## Zu erledigende Schritte
[A] Wie hoch war laut dem Textabschnitt die Armutsgefährdungsquote in Bremen im Jahr 2023?
[B] Suche bitte alle Zeilen heraus, in denen das Wort "lamp" vorkommt, und übernimm jede davon unverändert.

## Textabschnitt
* * * *

Die Armutsgefährdungsquote in Niedersachsen lag 2023 bei 16,6 Prozent, in Bremen sogar bei 20,4 Prozent. Als armutsgefährdet gilt eine Person, wenn sie über weniger als 60 Prozent des mittleren Einkommens der Gesamtbevölkerung verfügt. Armut ist verbunden mit Ungleichheiten und Benachteiligungen. Armen Menschen werden in der Gesellschaft in großem Umfang Teilhabe und Entwicklungsmöglichkeiten vorenthalten. Arme Menschen haben auch ein deutlich höheres Gesundheitsrisiko und eine niedrigere Lebenserwartung als nicht von Armut betroffene Personen. Die ärmere Hälfte der Bevölkerung in Deutschland besitzt lediglich ein Prozent des Gesamtvermögens. Dagegen besitzen die reichsten zehn Prozent der Bevölkerung rund zwei Drittel des Gesamtvermögens. Der VdK fordert, dass dieser Ungleichheit entschieden entgegengewirkt wird.

* * * *

## Angezeigte Daten
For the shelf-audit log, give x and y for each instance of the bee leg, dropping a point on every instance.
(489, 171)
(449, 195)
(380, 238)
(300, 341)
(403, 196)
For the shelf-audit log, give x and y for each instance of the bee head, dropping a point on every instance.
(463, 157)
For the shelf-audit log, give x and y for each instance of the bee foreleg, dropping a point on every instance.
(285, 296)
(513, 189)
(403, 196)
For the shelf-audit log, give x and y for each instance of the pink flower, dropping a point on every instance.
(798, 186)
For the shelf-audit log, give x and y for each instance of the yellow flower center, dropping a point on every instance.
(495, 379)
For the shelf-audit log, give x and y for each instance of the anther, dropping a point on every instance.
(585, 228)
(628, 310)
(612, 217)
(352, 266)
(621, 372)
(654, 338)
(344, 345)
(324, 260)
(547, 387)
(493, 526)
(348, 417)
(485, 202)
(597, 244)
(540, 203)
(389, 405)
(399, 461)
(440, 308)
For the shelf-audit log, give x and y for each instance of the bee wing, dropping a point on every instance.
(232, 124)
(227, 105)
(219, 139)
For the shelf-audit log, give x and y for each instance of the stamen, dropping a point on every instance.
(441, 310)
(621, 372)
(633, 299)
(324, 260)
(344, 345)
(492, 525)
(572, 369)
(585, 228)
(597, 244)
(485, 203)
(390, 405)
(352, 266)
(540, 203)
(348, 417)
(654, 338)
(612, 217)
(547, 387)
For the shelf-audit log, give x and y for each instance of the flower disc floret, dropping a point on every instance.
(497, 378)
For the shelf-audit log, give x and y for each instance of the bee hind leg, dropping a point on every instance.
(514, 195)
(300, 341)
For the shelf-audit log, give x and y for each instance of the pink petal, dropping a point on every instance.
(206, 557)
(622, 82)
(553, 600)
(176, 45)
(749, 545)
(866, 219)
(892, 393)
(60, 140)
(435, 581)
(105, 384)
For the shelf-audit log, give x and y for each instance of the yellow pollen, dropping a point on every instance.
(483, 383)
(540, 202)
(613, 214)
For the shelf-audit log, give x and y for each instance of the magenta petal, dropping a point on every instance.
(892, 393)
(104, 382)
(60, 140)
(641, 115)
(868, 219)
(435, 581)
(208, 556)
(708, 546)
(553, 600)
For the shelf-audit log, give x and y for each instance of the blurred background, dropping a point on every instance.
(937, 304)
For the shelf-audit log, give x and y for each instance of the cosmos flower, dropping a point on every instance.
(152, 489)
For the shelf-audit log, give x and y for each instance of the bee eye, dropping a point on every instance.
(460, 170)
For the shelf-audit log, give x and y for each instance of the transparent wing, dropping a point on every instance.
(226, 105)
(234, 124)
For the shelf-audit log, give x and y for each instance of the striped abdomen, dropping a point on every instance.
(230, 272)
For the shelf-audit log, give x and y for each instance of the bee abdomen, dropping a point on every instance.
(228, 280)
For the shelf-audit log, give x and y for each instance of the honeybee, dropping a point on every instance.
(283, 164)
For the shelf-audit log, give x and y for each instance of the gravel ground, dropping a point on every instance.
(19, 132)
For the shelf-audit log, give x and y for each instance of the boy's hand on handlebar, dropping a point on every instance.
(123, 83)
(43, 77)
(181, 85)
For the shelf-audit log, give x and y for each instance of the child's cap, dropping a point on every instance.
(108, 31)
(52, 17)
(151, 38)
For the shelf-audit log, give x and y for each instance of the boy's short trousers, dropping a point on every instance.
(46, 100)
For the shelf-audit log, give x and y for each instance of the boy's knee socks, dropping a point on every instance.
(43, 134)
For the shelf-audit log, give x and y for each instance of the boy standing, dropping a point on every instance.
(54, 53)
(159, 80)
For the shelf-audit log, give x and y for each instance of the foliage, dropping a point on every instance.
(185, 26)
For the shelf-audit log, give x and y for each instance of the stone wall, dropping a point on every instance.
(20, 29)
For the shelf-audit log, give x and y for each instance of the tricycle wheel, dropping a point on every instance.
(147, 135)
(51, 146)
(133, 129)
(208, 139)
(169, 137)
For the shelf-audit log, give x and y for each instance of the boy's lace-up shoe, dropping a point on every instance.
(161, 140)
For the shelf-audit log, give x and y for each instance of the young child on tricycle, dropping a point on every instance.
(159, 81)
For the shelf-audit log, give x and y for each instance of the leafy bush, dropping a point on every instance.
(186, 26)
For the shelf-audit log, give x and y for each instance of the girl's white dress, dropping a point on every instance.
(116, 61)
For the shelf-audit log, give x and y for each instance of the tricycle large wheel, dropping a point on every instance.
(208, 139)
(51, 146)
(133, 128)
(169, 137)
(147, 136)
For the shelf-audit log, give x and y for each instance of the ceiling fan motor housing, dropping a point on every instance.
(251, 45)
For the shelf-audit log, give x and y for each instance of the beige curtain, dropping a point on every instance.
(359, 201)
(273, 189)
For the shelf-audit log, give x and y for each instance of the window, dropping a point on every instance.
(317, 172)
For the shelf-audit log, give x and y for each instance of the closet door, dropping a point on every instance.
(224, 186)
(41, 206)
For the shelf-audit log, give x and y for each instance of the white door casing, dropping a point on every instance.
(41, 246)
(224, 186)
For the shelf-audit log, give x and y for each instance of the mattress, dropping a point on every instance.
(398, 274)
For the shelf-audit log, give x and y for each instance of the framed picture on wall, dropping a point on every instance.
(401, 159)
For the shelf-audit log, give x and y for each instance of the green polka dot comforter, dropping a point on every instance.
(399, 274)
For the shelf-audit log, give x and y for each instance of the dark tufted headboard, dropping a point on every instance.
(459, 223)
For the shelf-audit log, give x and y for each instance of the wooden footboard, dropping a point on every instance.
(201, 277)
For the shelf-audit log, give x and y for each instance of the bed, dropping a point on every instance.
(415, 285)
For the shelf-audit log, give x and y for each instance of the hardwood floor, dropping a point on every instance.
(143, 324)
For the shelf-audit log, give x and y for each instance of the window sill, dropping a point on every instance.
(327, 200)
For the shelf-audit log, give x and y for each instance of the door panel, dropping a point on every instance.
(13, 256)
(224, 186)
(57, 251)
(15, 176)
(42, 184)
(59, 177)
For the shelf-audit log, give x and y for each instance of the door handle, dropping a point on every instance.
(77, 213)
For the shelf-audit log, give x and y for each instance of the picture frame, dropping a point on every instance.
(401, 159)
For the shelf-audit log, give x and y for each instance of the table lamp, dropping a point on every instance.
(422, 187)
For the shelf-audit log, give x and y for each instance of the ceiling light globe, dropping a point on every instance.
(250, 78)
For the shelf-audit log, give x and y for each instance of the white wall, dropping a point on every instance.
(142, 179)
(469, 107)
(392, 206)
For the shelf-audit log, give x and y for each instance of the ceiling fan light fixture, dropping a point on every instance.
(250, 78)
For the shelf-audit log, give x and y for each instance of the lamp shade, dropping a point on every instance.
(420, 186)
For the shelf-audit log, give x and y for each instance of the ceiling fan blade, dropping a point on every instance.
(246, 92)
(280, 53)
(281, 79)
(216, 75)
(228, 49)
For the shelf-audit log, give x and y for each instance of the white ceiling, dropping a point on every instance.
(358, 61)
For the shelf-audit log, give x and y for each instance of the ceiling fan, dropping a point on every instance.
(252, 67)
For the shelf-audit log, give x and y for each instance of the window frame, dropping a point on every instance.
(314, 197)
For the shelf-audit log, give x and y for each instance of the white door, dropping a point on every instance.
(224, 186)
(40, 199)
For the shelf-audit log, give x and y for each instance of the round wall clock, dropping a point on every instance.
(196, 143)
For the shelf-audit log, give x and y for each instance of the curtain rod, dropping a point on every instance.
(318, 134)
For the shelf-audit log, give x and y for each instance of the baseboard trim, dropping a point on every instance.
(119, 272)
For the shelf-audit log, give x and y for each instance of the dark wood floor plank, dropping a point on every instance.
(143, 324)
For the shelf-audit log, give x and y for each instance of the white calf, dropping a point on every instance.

* * * *

## Lösungen
[A] 20,4 Prozent.

[B]
For the shelf-audit log, give x and y for each instance of the table lamp, dropping a point on every instance.
For the shelf-audit log, give x and y for each instance of the lamp shade, dropping a point on every instance.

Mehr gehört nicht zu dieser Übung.